>> start Provided records

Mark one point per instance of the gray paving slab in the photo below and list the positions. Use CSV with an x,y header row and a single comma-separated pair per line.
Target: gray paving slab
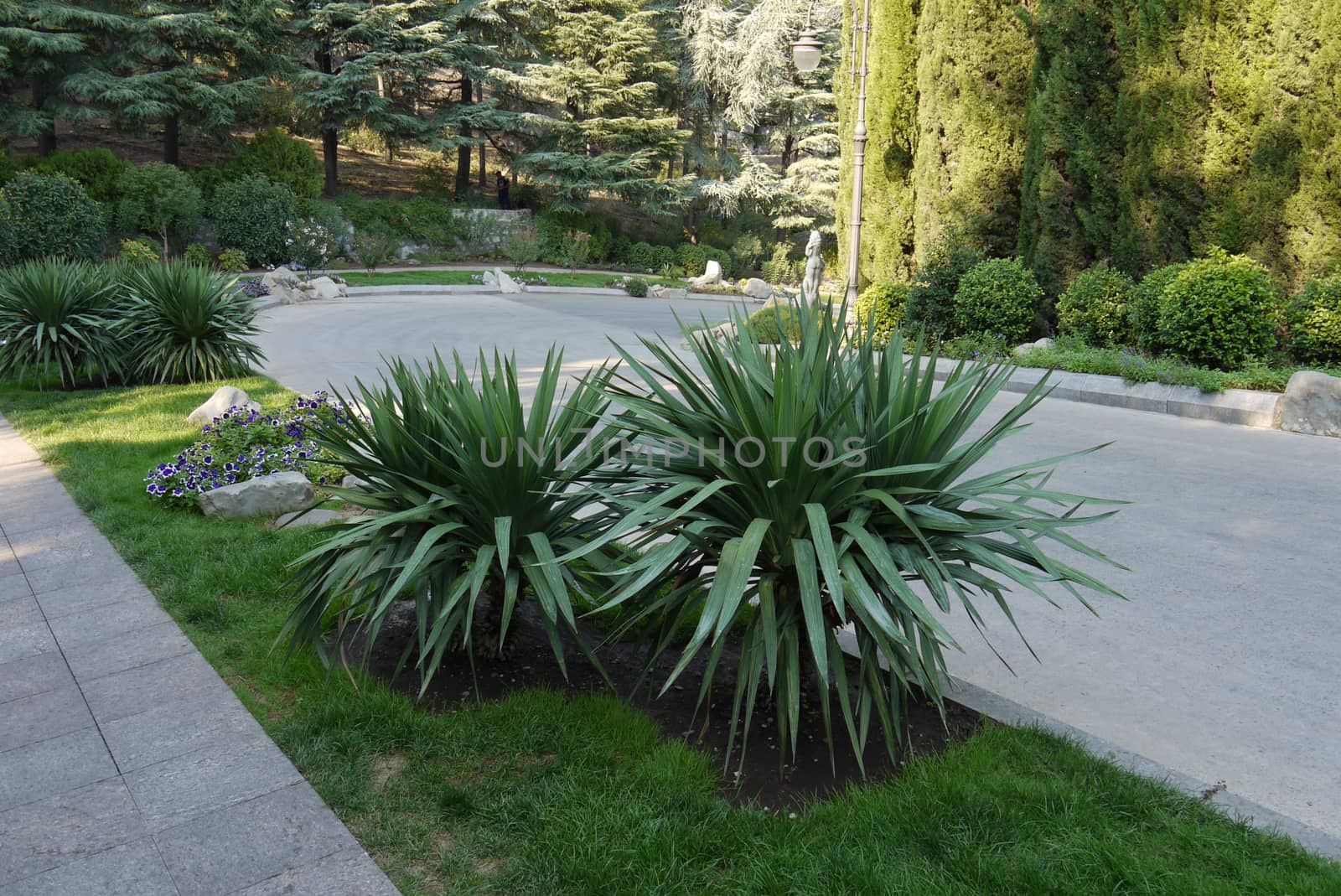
x,y
42,717
34,675
131,869
252,842
58,831
51,768
127,650
228,771
127,768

>> end Provided records

Can you update the data above, replacing "gray paving slab" with "concrete paver" wherever it appears and changing nothing else? Omit the pictures from your answer.

Mark one point per instance of the concrete paver in the photo below and list the positions. Use CSV with an x,y header row and a single comma-separated pair per line.
Target: concrete paver
x,y
42,717
34,675
131,869
252,842
58,831
51,768
127,650
228,771
127,768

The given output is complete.